◆ Given request ◆
Retype all of the data. Every line must match exactly.

[Items from a data source]
## begin

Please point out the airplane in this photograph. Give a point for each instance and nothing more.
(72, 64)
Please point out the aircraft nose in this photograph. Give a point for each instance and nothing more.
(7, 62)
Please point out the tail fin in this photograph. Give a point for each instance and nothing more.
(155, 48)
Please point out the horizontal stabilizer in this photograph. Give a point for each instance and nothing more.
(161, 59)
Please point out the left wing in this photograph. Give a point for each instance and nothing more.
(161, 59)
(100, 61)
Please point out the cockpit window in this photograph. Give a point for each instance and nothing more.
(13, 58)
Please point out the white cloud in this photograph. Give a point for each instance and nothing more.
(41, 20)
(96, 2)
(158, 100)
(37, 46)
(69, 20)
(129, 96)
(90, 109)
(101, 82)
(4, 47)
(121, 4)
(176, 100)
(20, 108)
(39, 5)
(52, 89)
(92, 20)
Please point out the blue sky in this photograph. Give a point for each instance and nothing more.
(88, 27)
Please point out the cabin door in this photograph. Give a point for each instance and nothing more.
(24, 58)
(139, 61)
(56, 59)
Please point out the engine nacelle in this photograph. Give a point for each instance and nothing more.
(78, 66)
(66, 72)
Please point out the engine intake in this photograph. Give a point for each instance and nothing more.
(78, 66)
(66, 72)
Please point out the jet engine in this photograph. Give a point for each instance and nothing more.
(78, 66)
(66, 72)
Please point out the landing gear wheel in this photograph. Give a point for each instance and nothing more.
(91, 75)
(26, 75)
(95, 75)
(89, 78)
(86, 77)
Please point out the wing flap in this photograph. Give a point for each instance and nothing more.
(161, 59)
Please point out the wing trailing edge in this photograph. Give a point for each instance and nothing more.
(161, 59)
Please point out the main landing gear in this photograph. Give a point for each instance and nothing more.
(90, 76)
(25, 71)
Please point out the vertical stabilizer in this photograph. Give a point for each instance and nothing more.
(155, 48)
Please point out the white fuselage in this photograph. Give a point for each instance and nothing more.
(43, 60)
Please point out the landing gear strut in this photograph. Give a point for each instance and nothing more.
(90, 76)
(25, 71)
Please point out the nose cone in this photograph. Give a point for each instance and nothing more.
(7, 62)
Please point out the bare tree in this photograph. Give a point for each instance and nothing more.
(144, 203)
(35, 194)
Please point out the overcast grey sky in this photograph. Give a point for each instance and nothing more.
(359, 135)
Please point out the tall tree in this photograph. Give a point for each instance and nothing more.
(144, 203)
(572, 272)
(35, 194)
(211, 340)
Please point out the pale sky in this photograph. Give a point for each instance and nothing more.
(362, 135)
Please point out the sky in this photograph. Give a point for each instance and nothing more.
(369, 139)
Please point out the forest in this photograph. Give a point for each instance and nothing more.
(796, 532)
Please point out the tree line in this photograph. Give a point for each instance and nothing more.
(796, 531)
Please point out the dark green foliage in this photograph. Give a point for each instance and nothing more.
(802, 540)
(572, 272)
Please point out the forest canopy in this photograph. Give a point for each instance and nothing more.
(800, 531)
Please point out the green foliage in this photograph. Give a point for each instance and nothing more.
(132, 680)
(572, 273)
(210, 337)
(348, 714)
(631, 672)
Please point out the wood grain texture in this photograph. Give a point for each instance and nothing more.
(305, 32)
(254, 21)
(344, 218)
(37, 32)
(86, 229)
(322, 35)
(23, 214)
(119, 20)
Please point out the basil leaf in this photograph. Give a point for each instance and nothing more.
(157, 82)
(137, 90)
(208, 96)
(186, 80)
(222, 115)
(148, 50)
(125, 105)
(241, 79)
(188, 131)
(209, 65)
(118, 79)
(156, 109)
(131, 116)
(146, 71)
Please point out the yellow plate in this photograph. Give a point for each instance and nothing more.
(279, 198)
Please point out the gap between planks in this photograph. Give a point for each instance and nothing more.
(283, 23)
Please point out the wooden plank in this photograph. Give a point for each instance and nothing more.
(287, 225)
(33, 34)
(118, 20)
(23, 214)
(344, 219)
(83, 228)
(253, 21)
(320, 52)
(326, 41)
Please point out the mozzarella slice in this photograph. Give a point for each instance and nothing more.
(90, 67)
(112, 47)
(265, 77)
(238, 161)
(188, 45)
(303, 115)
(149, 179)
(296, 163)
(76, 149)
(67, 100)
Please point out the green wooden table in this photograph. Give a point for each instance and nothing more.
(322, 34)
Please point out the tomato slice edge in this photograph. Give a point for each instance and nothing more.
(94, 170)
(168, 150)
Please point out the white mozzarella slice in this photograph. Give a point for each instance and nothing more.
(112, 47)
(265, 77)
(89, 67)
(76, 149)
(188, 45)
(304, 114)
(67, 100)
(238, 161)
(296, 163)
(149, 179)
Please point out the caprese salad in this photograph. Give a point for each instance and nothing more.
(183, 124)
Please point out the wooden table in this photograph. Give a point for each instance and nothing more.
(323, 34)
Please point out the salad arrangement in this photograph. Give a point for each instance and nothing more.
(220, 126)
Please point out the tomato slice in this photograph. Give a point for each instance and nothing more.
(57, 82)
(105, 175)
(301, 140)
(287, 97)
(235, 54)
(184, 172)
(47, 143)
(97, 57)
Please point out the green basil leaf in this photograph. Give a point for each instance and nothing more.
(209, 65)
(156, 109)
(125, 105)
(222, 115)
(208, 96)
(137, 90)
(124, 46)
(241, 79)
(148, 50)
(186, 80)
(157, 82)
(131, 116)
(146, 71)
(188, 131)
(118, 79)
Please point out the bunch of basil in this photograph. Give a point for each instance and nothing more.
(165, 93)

## end

◆ Exercise response ◆
Please point out the airplane in this photograph. Give a point for each instance and nothing more.
(72, 64)
Please point out the aircraft nose in this photograph. Give a point for each instance and nothing more.
(7, 62)
Please point out the tail fin in this photograph. Give a point for each instance and nothing more.
(155, 48)
Please point out the horizontal stabilizer in this photograph. Give a point for each instance and nothing more.
(161, 59)
Please point out the left wing in this photograph. Give a point for each instance and nothing more.
(161, 59)
(100, 61)
Please point out the cockpit window in this photograph. Give a point for each instance and nothing more.
(13, 58)
Please point out the white cloud in this photograph. Give a point for each instance and nothing more.
(41, 20)
(96, 2)
(158, 100)
(37, 46)
(69, 20)
(129, 96)
(90, 109)
(101, 82)
(4, 47)
(121, 4)
(176, 100)
(20, 108)
(39, 5)
(52, 89)
(92, 20)
Please point out the blue sky in this photograph. Give a point for each instance and nothing more.
(88, 27)
Please point out the cabin door in this photograph. Give a point for each instance and nothing more.
(24, 58)
(139, 61)
(56, 59)
Please point out the engine nacelle in this photograph. Give a point for each instance and nothing more.
(78, 66)
(66, 72)
Please point out the engine intake in this photograph. Give a point for each instance and nothing more.
(78, 66)
(66, 72)
Please point out the jet engine in this photograph. Give a point for each instance and nothing more.
(78, 66)
(66, 72)
Please point out the landing gear wheel in this photograph. Give a point for each instance and nothing more.
(91, 75)
(26, 75)
(95, 75)
(89, 78)
(86, 77)
Please point out the wing flap in this photograph. Give a point for each instance and nothing more.
(161, 59)
Please point out the wing trailing edge in this photograph. Give a point for each instance and nothing more.
(161, 59)
Please point out the main landing gear in this photograph. Give a point for each instance and nothing more.
(90, 76)
(25, 71)
Please point out the vertical stabilizer in this photograph. Give a point for each instance and nothing more.
(155, 48)
Please point out the white fuselage in this photograph. Give a point for each instance and nothing more.
(43, 60)
Please point out the landing gear strut in this photograph. Give a point for each instance and nothing more.
(90, 76)
(25, 71)
Please point out the nose cone in this photograph. Give a point for each instance and nothing more.
(7, 62)
Please point out the bare tree in this photograph. Give a point for each instance and nothing more.
(144, 203)
(35, 194)
Please point out the overcast grey sky in this photograph. Give a point for each instance and nothing more.
(359, 135)
Please point out the tall tree in this photograph. Give a point for each instance and nothing more.
(144, 203)
(572, 272)
(35, 194)
(211, 340)
Please point out the pale sky in this photograph. Give a point for each instance and nothing more.
(362, 135)
Please point out the sky in this photograph. Give a point for each instance and nothing more.
(369, 139)
Please point out the forest in this photograph. Give a point for each instance and nothing more.
(796, 532)
Please point out the tree line in this photograph. Give a point for each instance and nothing more.
(796, 531)
Please point out the dark green foliage in this photograph. Give a point for each instance and nothing more.
(802, 540)
(572, 272)
Please point out the forest canopy in this photograph. Give a point for each instance and nothing more.
(800, 531)
Please point out the green foliage in this photograph. Give a point for each instance and nothing more.
(132, 680)
(572, 273)
(210, 337)
(348, 714)
(631, 672)
Please point out the wood grain texture in this photograph. Give a point for each instance and nothing more.
(305, 32)
(254, 21)
(344, 218)
(37, 32)
(86, 229)
(322, 35)
(23, 214)
(119, 20)
Please point out the basil leaf in this photograph. Give a point for each instance and nothing more.
(157, 82)
(137, 90)
(208, 96)
(186, 80)
(222, 115)
(148, 50)
(125, 105)
(241, 79)
(188, 131)
(209, 65)
(118, 79)
(156, 109)
(131, 116)
(146, 71)
Please point out the yellow plate in this photograph. Give a point for each instance and nothing more.
(279, 198)
Please point out the gap between planks in this photograph. Give a point for each instance and nothing more.
(283, 23)
Please point out the wooden plank in this photograph. Give a point for each instance and nothing more.
(287, 225)
(33, 34)
(118, 20)
(23, 214)
(344, 219)
(83, 228)
(253, 21)
(320, 52)
(326, 41)
Please point out the mozzarella slice in this photograph. Give a point for each instance and nothing more.
(90, 67)
(112, 47)
(265, 77)
(238, 161)
(188, 45)
(303, 115)
(149, 179)
(296, 163)
(76, 149)
(67, 100)
Please point out the green wooden table in this photograph. Give a point for each instance and nothing more.
(322, 34)
Please point out the tomato slice edge in this photograph. Give a point for each instance and nothing more.
(94, 170)
(168, 150)
Please point out the white mozzarella slice in this photograph. Give a point for each instance and nothing more.
(112, 47)
(265, 77)
(89, 67)
(76, 149)
(188, 45)
(304, 114)
(67, 100)
(238, 161)
(296, 163)
(149, 179)
Please point out the caprese salad in this photograph. Give a point for each instance and nothing more.
(183, 124)
Please point out the wooden table in this photograph. Give a point for each instance and nothing more.
(323, 34)
Please point out the salad arrangement in this photograph. Give a point for each instance and nothing more.
(220, 126)
Please point out the tomato slice in this photograph. Give a point for each instance and nothing more.
(57, 82)
(105, 175)
(301, 140)
(287, 97)
(235, 54)
(184, 172)
(47, 143)
(97, 57)
Please point out the green basil leaf in this photograph. Give a point for each instance and nothing more.
(209, 65)
(156, 109)
(125, 105)
(222, 115)
(208, 96)
(137, 90)
(124, 46)
(241, 79)
(148, 50)
(186, 80)
(157, 82)
(131, 116)
(146, 71)
(188, 131)
(118, 79)
Please point out the bunch of basil in this photograph. Give a point for each instance and nothing more.
(165, 93)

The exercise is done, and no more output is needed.